Dies sei durch mangelnde Vorsichtsmaßnahmen der Klägerin ermöglicht worden, wofür ein Anscheinsbeweis spreche; konkret nennt die Beklagte insoweit die nicht erfolgte Verwendung des „sender policy framework (SPF)“ bei der Kommunikation sowie eine unterlassene Verschlüsselung der pdf-Datei.
Nach den Ausführungen im angefochtenen Urteil, die die Beklagte sich im Berufungsverfahren zu Eigen gemacht hat, sei der Klägerin vorzuwerfen, dass sie keine Ende-zu-Ende-Verschlüsselung oder Transportverschlüsselung verwendet habe. Die Beklagte macht sinngemäß geltend, die Verwendung der genannten Verfahren sei im Geschäftsverkehr zwischen Unternehmen wie den Parteien des Rechtsstreits üblich und zu erwarten."
Dieser Ansicht folgte das OLG Karlsruhe jedoch nicht. Der Einsatz von SFP sei juristisch nicht zwingend:
"Konkrete gesetzliche Vorgaben für Sicherheitsvorkehrungen beim Versand von E-Mails im geschäftlichen Verkehr gibt es nicht; insbesondere ist der sachliche Anwendungsbereich der Datenschutz-Grundverordnung im Streitfall nicht eröffnet, da diese nur für die Verarbeitung von Informationen gilt, die sich auf eine natürliche Person beziehen (...).
Laut öffentlich zugänglichen Quellen (...) handelt es sich beim Verfahren Sender Policy Framework um ein Verfahren, mit dem geprüft werden kann, ob der sendende E-Mail-Server berechtigt ist, für die Domäne E-Mails zu verschicken. Endnutzer wie die Klägerin, die selbst keinen E-Mail-Server betreiben, haben mithin auf die Verwendung des Verfahrens überhaupt keinen Einfluss. Eine berechtigte Sicherheitserwartung des Verkehrs an ein Unternehmen wie die Klägerin, das seinen E-Mail-Verkehr über einen Diensteanbieter wie hier (...)abwickelt, auf Anwendung des SPF-Verfahrens kann schon deshalb nicht bestehen. (...)

• [DEINE AUFGABEN]:
A. Wandle in den Zeilen der Einträge mit Koordinatenangaben alles ab der Zeile mit „of the utility“ bis einschließlich der letzten dieser Zeilen in eine nummerierte Liste um und lass Leerzeilen weg. Bilder gehören nicht in die Antwort.
B. Führe den Text über das Urteil zur Sicherheit beim E-Mail-Versand an der Stelle fort, an der er aufhört.

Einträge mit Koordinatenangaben

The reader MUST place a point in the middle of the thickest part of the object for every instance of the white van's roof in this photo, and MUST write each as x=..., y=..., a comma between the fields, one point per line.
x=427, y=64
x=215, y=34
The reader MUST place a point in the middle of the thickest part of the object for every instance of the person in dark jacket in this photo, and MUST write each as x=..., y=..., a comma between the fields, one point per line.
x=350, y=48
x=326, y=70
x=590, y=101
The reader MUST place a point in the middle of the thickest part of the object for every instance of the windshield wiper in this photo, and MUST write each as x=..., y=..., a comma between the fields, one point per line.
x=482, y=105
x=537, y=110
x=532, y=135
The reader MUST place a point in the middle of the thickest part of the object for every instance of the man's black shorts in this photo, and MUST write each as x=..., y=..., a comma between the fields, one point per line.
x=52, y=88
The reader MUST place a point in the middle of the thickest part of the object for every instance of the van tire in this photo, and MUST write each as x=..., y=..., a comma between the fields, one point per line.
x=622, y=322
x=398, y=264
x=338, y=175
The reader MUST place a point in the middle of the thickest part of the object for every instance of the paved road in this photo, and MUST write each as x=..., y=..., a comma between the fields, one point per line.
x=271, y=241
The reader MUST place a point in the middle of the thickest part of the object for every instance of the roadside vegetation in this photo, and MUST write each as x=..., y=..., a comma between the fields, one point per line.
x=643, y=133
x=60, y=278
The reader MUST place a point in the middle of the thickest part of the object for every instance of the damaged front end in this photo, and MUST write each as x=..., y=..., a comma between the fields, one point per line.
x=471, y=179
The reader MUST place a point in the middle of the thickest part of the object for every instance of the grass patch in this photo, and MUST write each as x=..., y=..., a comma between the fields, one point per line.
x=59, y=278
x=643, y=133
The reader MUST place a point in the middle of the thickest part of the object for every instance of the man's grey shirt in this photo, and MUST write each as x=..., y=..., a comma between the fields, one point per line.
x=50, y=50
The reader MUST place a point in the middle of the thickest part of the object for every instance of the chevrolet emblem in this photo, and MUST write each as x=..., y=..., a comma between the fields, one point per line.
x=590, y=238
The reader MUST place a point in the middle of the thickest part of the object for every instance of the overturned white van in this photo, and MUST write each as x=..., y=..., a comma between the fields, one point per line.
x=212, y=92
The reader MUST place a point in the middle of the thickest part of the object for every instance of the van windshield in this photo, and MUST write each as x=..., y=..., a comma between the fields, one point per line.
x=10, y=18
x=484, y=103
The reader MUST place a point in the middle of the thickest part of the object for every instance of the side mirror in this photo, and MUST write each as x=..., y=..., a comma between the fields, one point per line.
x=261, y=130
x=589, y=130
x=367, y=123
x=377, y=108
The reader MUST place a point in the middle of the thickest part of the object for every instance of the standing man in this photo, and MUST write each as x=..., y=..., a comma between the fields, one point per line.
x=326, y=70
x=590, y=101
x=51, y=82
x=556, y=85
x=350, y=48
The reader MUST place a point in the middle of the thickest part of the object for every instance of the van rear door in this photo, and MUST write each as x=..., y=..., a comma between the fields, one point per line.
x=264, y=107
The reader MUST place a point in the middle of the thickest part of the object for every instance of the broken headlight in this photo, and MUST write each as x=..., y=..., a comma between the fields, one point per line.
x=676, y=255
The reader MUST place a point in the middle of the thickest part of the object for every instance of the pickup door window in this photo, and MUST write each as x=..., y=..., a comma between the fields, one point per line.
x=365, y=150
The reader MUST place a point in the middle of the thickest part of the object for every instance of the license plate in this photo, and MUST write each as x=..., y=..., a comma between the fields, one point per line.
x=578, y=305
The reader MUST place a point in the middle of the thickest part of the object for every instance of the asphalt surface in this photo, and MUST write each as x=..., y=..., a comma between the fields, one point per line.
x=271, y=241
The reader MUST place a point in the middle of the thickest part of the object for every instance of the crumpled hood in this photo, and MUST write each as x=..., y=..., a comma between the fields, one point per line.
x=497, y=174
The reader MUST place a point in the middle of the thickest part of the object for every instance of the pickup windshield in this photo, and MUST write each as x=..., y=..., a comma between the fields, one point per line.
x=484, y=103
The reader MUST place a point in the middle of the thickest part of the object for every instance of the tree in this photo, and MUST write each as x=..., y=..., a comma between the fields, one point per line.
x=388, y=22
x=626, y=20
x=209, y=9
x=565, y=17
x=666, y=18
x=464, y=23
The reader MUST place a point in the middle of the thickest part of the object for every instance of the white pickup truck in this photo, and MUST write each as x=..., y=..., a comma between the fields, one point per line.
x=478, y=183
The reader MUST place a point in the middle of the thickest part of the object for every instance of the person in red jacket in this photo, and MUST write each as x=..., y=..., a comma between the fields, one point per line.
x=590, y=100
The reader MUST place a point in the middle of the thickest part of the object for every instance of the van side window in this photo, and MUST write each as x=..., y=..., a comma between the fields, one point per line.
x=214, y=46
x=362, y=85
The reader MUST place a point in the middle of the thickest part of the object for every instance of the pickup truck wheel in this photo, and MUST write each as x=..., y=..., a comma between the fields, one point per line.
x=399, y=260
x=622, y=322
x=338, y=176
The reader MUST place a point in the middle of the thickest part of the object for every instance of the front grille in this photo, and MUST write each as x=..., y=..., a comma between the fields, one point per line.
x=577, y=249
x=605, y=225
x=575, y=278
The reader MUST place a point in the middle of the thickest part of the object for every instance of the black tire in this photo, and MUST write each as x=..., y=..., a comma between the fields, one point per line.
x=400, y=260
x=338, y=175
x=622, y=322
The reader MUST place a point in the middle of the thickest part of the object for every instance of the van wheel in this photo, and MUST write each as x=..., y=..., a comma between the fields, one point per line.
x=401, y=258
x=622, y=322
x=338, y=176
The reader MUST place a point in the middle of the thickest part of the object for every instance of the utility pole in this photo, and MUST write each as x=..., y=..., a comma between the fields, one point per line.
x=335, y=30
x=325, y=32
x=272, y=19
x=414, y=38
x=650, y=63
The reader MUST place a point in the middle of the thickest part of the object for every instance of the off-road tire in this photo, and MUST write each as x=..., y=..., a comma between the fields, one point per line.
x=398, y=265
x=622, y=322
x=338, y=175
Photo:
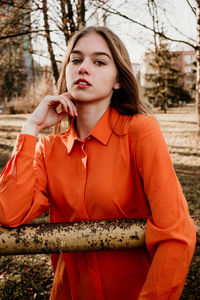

• [ANTWORTEN JE AUFGABE]:
A.
1. The reader MUST place a point in the middle of the thickest part of the object for every instance of the utility pole in this photo, and MUST write each as x=..., y=..., a comma between the fields, one point per line.
2. x=335, y=30
3. x=325, y=32
4. x=272, y=19
5. x=414, y=38
6. x=650, y=63
7. The reader MUST place a point in the middle of the thickest part of the object for every instance of the off-road tire in this photo, and MUST write each as x=..., y=..., a comma between the fields, one point per line.
8. x=398, y=265
9. x=622, y=322
10. x=338, y=175
11. Photo:

B.
Auch andere, von der Beklagten nicht ausdrücklich geltend gemachte Pflichtverletzungen der Klägerin sind nicht ersichtlich. Im unstreitigen Tatbestand des angefochtenen Urteils sind Feststellungen zur Art des von der Klägerin verwendeten Passwortes fürs E-Mail-Konto, dem Personenkreis, der davon Kenntnis hat und deren regelmäßiger Änderung sowie der Nutzung einer aktuellen Virensoftware und Firewall getroffen, die von der Klägerin im Berufungsverfahren - von der Beklagten unbestritten - vertieft wurden und die der Annahme einer Pflichtverletzung im Bereich des Passwortschutzes sowie des allgemeinen Schutzes der von der Klägerin verwendeten Computer entgegenstehen."
Und weiter:
"Selbst wenn man in einem der vorstehend behandelten Umstände eine Pflichtverletzung der Klägerin sehen wollte, fehlte es am Nachweis der Kausalität dieser Pflichtverletzung für den eingetretenen Schaden.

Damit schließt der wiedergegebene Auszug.